## Texte à lire
● ● ● ● ●
La bancarisation de la CNRPS ne signifie nullement privatisation ou commercialisation des prestations sociales, mais leur fructification pour le bien des assurés sociaux.

Par Kamel Essoussi *

Transformer la Caisse nationale de retraite et de prévention sociale (CNRPS) en banque ne relèverait t il pas d’une blague en ces moments où la Caisse souffre d’un déficit abyssal dans ses finances? Et puis n’est-il pas odieux et carrément hérétique de penser en ce moment à commercialiser cette impressionnante machine de transferts sociaux entre générations créée par les Etats pour venir au secours des plus démunis? Ne serait-ce pas un suicide politique annoncé du gouvernement face à la toute puissance centrale syndicale qui monte déjà sur ses gongs à la moindre proposition de réformette du système des retraites si on se mettait à jouer au banquier avec l’argent des assurés sociaux financeurs?
● ● ● ● ●
## Bloc de données

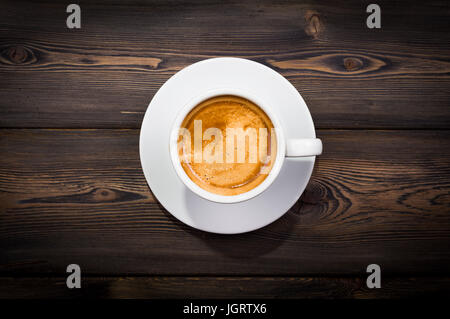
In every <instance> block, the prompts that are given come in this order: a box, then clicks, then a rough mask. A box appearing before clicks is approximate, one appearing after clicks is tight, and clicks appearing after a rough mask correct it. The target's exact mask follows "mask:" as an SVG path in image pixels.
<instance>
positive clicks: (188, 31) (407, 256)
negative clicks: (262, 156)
● ● ● ● ●
## Présentation de la tâche
Poursuivez le texte sur la transformation de la CNRPS en banque en reprenant juste après sa dernière phrase. Les données n'ont aucun lien avec le texte.

## Exercice corrigé
Le plus gros payeur de Tunisie

L’idée peut paraître saugrenue, inopportune, coûteuse. En fait, rien de tout cela. Elle est simple. Elle part du constat que la CNRPS est aujourd’hui le plus gros payeur de Tunisie – 300 millions de dinars, MD – qu’elle s’oblige à décaisser d’un coup, le 21 de chaque mois, au profit des banques commerciales de la place. Elle se base aussi sur une question toute aussi bête : qu’est ce qui empêche la CNRPS de garder dans sa trésorerie ces sommes faramineuses moyennant l’ouverture de comptes courants bancaires pour chacun de ses pensionnés qui pourra en disposer à n’importe quel moment ?

L’impact sur l’assuré social est énorme. On pourrait imaginer à lui faire payer moins de frais de compte, moins de taxes sur les virements et les retraits, plus de souplesse dans l’obtention des prêts sociaux déjà octroyés et moins d’intérêts conséquents à casquer.

Le profit généré pour la caisse gestionnaire serait inversement proportionnel à ses pertes actuelles en décaissements brusques au profit des banques. Bancariser reviendrait à garder sa trésorerie provisionnée, l’enrichir, la fructifier en placements, et surtout lui permettre de souffler, sans peur qui vous pend aux tripes comme à chaque fin de mois de ne pouvoir réunir la somme due, à supplier les organismes affiliés pour payer à échéance leur coti contributions et à harasser le ministère des Finances pour combler le déficit au plus pressé.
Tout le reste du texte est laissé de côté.